TEXT UNDER STUDY:
****************************************

- Theatrical release poster
- Directed by: Agnès Varda
- Written by: Agnès Varda
- Produced by: Mag Bodard
- Starring: Jean-Claude Drouot Claire Drouot Marie-France Boyer
- Cinematography: Claude Beausoleil Jean Rabier
- Edited by: Janine Verneau
- Music by: Wolfgang Amadeus Mozart
- Production company: Parc Film
- Distributed by: Columbia
- Release date: 2 January 1965;
- Running time: 80 minutes
- Country: France
- Language: French

= Le Bonheur (1965 film) =

1965 French film by Agnès Varda

Le Bonheur ("Happiness") is a 1965 French drama film directed by Agnès Varda. It is associated with the French New Wave, and won two awards at the 15th Berlin International Film Festival, including the Jury Grand Prix.

==Plot==
François, a handsome young joiner working for his uncle, lives a comfortable and happy life in the Parisian suburb of Fontenay-aux-Roses with his pretty wife, Thérèse, who is a dressmaker, and their two young children, Gisou and Pierrot. The family loves going on outings to the woods outside town. Although deeply happy with his life and devoted to his wife and children, one summer François falls for Émilie, an attractive single woman who works at the post office, has a flat of her own, and closely resembles Thérèse.

****************************************

COMPLETE THE FOLLOWING:
1. In the Le Bonheur film article, which suburb does François live in with his family?
2. Extend the Le Bonheur film article, beginning after its final sentence.
These records were taken from a separate source.

[Referring expression pointing data]
****************************************

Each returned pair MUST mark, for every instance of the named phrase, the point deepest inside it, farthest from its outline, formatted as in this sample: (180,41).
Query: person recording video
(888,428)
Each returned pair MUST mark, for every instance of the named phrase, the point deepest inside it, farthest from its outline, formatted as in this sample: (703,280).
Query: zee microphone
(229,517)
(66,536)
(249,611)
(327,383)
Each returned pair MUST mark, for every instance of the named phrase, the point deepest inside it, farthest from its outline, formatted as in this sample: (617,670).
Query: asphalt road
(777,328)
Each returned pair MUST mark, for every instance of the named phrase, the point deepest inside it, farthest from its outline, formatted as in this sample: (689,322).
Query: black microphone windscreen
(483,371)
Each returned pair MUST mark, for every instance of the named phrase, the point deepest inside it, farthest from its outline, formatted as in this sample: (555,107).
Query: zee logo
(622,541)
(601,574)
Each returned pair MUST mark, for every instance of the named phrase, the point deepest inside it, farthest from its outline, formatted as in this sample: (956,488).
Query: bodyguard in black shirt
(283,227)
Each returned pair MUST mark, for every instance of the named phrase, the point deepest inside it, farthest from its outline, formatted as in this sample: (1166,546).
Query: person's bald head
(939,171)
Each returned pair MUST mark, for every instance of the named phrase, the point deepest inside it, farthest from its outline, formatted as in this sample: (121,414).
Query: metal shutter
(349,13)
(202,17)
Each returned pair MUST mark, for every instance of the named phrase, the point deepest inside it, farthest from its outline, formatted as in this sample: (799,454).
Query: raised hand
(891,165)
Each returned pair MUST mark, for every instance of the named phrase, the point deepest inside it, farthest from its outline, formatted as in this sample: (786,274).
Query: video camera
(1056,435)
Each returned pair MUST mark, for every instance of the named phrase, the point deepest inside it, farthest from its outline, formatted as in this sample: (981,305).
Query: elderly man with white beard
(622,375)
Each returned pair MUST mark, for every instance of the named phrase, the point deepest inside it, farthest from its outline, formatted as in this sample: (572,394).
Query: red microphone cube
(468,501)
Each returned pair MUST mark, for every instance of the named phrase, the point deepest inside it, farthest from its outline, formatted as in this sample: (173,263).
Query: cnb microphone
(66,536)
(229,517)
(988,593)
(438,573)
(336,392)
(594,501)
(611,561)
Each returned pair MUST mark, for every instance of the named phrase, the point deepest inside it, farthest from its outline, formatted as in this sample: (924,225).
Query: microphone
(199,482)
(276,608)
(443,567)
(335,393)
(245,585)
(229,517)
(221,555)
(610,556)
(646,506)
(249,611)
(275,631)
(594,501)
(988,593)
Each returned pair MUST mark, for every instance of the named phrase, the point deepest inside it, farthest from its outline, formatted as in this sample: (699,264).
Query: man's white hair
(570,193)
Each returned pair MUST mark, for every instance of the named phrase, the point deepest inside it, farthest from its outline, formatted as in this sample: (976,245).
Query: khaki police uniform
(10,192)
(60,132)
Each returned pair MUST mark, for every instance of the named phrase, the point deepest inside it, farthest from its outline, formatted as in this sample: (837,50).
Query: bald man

****************************************

REPLIES:
1. Fontenay-aux-Roses, a suburb of Paris.

2.
During a picnic in the woods, after putting the children down for a nap, Thérèse asks François why he has seemed particularly happy lately. He explains that his love for her and the children remains unchanged, but has been enhanced by the new happiness he has found with Émilie over the past month. Initially confused and upset, Thérèse soon claims to accept this, and they have sex. François falls asleep, but, upon waking, finds Thérèse gone. Desperately searching, he discovers her drowned body, which anglers have retrieved from a small nearby lake.

After Thérèse's funeral, François, his children, his brother's family, and his uncle and aunt go to the Loire for an extended vacation. When they return, François seeks out Émilie, and, before long, she moves into his house and begins to look after him and the children, taking over all of the tasks formerly performed by Thérèse. By fall, François once again has a happy family, and continues to enjoy outings to the woods.

==Cast==

François' wife and children are played by Jean-Claude Drouot's actual wife and children, in their only film appearances.

==Reception==
At a 2019 tribute to Agnès Varda, Sheila Heti, AS Hamrah, and Jenny Chamarette included Le Bonheur among their favourite of Varda's films, with Charmarette claiming it as her favourite, and describing it as "like nothing else: a horror movie wrapped up in sunflowers, an excoriating feminist diatribe strummed to the tune of a love ballad. It’s one of the most terrifying films I’ve ever seen." Hamrah called Le Bonheur "Varda’s most shocking movie," adding: "it’s deeply subversive and works like a horror film...How many films are truly shocking the way Le Bonheur is? I don’t think there are any others." Heti stated: "I don’t have a favourite, but the one I think about most often is probably Le Bonheur because it had such a devastating ending. It is perhaps the most straightforward in terms of story-telling, yet truly radical – emotionally radical, come the end...It’s impossible to stop thinking about this ending and what it says about love, life, chaos, and fate."

On review aggregator website Rotten Tomatoes, the film holds an approval rating of 88% based on 8 reviews, with an average rating of 9.0/10.